[WRITTEN PROBLEM]
Can you turn everything in the items below, from the line containing "the blue jeans." down to the line containing "112, 86, 174, 122", both included, into a Markdown table with the columns Row and Line, skipping blank lines and leaving out the pictures?

[DATA PROVIDED]
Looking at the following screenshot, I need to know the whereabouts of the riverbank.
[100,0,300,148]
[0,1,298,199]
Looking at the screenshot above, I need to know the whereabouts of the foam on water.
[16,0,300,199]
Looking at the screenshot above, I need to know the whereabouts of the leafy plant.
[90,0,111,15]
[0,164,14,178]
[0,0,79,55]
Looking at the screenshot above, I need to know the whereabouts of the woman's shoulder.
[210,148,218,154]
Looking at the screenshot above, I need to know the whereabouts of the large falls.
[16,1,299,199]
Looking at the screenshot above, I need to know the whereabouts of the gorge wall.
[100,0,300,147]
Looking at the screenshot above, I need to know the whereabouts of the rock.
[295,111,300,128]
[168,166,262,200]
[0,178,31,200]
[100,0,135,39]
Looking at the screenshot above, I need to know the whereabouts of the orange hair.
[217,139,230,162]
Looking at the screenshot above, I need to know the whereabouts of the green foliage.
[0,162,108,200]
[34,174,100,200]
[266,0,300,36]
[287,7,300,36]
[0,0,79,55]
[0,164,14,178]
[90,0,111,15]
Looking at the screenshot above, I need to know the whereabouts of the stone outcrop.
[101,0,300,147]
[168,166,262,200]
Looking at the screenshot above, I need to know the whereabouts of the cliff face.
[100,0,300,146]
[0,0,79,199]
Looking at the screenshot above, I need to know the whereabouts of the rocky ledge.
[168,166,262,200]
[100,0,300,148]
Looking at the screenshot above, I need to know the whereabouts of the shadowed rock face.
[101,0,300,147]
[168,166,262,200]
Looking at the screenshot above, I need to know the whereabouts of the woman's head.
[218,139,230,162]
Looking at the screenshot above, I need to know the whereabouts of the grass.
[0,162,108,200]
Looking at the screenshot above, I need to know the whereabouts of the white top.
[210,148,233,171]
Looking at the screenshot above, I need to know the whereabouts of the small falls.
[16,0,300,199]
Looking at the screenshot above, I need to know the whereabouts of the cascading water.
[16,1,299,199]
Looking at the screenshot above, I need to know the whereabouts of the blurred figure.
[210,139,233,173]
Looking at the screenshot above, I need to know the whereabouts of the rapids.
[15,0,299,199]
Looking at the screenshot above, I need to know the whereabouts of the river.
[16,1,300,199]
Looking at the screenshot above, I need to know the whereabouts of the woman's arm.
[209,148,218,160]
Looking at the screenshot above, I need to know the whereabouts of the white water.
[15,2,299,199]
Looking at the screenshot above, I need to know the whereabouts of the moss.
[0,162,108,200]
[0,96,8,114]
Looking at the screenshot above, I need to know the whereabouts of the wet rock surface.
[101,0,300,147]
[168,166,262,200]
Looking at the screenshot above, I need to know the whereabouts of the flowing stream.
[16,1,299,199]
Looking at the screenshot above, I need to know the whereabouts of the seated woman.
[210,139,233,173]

==

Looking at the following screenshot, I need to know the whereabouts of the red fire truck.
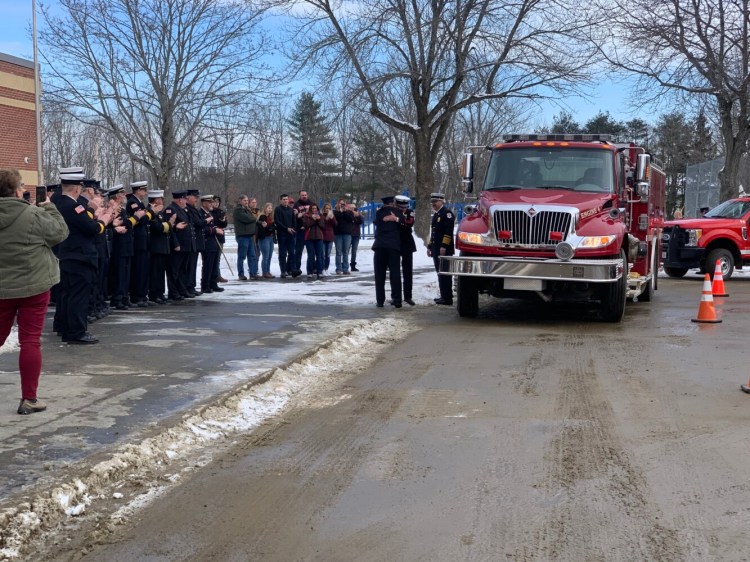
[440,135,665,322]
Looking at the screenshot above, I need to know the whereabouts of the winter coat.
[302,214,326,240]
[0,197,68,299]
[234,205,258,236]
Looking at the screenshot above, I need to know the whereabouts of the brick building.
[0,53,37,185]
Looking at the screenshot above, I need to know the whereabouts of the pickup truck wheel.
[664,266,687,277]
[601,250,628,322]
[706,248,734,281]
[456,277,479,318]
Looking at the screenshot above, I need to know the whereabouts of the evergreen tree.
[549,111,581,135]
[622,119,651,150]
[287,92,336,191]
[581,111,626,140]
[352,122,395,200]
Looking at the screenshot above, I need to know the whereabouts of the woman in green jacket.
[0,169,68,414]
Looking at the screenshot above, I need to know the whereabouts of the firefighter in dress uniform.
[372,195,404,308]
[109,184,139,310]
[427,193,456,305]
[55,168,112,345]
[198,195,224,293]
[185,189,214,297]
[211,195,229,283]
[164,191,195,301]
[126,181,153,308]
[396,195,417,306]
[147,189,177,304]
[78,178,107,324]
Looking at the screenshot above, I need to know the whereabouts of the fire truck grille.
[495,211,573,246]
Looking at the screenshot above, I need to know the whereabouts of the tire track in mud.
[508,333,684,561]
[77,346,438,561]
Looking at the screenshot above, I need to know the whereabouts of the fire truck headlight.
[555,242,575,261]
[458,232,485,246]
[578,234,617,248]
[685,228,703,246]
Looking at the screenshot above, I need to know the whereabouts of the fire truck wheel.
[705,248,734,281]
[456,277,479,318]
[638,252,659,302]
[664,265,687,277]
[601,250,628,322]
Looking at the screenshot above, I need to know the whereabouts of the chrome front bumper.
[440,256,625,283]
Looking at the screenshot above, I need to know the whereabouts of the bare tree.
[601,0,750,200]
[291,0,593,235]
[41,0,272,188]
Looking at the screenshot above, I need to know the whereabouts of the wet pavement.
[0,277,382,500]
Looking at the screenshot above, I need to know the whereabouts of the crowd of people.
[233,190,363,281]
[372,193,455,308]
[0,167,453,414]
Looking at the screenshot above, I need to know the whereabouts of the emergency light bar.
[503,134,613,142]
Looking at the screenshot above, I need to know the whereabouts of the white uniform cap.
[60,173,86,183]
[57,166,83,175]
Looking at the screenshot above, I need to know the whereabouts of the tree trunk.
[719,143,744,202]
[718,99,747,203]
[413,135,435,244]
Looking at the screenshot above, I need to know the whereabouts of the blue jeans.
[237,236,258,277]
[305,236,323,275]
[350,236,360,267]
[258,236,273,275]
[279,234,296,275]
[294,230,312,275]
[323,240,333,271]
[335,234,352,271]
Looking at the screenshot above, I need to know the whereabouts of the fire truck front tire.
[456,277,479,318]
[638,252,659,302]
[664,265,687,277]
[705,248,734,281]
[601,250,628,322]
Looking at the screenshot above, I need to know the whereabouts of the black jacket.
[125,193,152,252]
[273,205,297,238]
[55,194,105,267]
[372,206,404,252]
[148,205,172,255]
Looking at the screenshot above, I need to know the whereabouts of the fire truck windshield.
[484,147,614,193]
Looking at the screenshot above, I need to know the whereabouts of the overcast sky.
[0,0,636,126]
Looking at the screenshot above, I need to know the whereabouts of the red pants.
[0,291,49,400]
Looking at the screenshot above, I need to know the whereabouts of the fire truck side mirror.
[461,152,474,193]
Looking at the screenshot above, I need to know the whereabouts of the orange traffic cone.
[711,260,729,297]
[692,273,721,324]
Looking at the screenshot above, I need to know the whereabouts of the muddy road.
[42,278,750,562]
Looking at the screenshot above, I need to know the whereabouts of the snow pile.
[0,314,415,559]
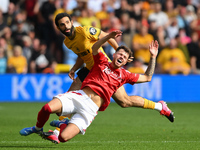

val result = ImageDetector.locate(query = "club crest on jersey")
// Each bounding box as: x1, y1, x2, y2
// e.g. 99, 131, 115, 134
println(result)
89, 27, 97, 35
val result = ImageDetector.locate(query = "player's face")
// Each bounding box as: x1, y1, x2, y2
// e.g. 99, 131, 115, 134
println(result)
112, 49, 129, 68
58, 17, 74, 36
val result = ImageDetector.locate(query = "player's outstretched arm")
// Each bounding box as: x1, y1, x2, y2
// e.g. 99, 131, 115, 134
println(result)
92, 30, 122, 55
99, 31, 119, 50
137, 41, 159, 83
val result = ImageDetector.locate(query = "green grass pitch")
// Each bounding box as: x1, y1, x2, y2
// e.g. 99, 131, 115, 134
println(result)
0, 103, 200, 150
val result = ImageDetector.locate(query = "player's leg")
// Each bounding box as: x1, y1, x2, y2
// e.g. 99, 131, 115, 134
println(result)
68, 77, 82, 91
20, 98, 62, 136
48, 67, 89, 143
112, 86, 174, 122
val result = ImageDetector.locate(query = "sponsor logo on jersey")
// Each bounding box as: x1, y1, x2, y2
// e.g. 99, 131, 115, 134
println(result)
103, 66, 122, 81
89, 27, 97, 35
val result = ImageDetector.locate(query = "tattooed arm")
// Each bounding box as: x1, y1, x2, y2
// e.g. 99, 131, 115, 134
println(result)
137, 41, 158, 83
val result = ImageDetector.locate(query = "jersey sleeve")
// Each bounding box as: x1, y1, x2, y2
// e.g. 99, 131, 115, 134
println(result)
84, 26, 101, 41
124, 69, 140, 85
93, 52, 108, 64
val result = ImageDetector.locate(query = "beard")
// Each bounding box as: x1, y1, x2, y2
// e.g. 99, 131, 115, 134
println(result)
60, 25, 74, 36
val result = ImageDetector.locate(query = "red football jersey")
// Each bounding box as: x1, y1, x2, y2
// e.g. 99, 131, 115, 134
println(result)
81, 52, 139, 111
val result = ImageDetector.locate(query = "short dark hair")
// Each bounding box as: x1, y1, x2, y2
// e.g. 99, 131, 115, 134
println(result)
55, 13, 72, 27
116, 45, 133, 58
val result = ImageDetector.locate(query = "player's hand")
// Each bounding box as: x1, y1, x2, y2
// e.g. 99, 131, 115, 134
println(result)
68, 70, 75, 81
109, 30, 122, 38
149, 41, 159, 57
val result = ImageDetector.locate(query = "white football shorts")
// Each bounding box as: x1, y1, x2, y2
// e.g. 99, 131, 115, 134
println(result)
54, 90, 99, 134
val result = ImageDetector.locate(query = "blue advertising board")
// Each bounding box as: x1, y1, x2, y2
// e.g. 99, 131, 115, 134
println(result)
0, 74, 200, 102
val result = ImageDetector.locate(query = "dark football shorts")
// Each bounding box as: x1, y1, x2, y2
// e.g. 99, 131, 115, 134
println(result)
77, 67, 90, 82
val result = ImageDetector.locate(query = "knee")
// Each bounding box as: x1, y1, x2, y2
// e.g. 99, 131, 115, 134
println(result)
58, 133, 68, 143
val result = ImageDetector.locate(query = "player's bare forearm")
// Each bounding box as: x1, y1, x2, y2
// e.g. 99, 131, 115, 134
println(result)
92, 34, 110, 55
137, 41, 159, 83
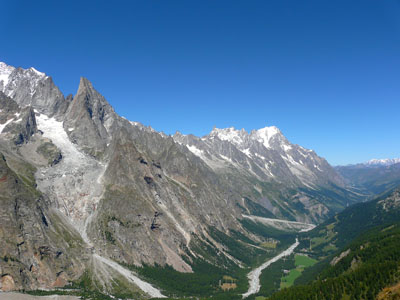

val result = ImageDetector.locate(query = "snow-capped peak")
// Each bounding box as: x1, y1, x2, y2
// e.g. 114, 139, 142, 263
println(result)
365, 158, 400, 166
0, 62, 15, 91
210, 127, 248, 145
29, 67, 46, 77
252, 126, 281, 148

[WRITTEN SOLUTION]
| Row | Line |
|---|---|
| 1 | Looking at the screenshot above, I need to know the whereabouts of the blue jeans. |
| 2 | [237,236,258,277] |
| 3 | [305,236,323,275] |
| 4 | [350,236,360,267] |
| 5 | [258,236,273,275] |
| 6 | [279,234,296,275] |
| 7 | [294,230,312,275] |
| 8 | [323,240,333,271] |
| 9 | [335,234,352,271] |
| 10 | Looking at the screenshot above, I need to know the whereabouts of the fire truck front tire. |
| 11 | [456,277,479,318] |
| 12 | [638,252,659,302] |
| 13 | [664,265,687,277] |
| 14 | [705,248,734,281] |
| 15 | [601,250,628,322] |
| 16 | Looking at the screenshot above, I need to know the whereabouts of the black jacket. |
| 17 | [125,193,152,252] |
| 18 | [273,205,297,238] |
| 19 | [55,194,105,267] |
| 20 | [372,206,404,252] |
| 21 | [148,205,172,255] |
| 22 | Looking at the screenshot above, I need to know the whereabouts of the fire truck windshield. |
| 23 | [484,147,614,193] |
| 24 | Looking at the screenshot above, I need to know the whereabouts of the overcast sky. |
| 25 | [0,0,636,126] |
| 26 | Looking at the screenshot above, I need to know the whereabouts of the red pants. |
| 27 | [0,291,49,400] |
| 28 | Looking at the screenshot above, I need to know the whereabouts of the fire truck side mirror. |
| 29 | [461,152,474,193] |
| 30 | Looking at the screenshot above, I need to know the whereabouts of the orange traffic cone. |
| 31 | [711,260,729,297] |
| 32 | [692,273,721,324] |
| 33 | Looking at the screenshot above, I need to know the whereabouts of the muddy road. |
| 34 | [42,278,750,562] |
| 35 | Looking at the screenshot above, I need to know the whereabouts of the snow pile. |
| 36 | [0,314,415,559] |
| 37 | val result = ImageDetector.locate(query = "club crest on jersey") |
| 38 | // Each bounding box as: x1, y1, x2, y2 |
| 39 | // e.g. 99, 131, 115, 134 |
| 40 | println(result) |
| 41 | 89, 27, 97, 35 |
| 42 | val result = ImageDetector.locate(query = "player's face") |
| 43 | // Each bounding box as: x1, y1, x2, y2 |
| 44 | // e.g. 99, 131, 115, 134 |
| 45 | println(result) |
| 46 | 112, 49, 129, 68 |
| 47 | 58, 17, 74, 36 |
| 48 | val result = ImageDetector.locate(query = "player's outstretched arm") |
| 49 | // Each bounding box as: x1, y1, x2, y2 |
| 50 | // e.g. 99, 131, 115, 134 |
| 51 | println(result) |
| 52 | 92, 30, 122, 55 |
| 53 | 99, 31, 119, 50 |
| 54 | 137, 41, 159, 83 |
| 55 | val result = ImageDetector.locate(query = "green grass pitch") |
| 56 | // Each bounding box as: x1, y1, x2, y2 |
| 57 | // e.g. 99, 131, 115, 134 |
| 58 | println(result) |
| 59 | 0, 103, 200, 150 |
| 60 | val result = ImageDetector.locate(query = "player's leg") |
| 61 | // Each bounding box as: x1, y1, x2, y2 |
| 62 | // e.g. 99, 131, 115, 134 |
| 63 | println(result) |
| 64 | 68, 77, 82, 91 |
| 65 | 20, 98, 62, 136 |
| 66 | 48, 67, 89, 143 |
| 67 | 112, 86, 174, 122 |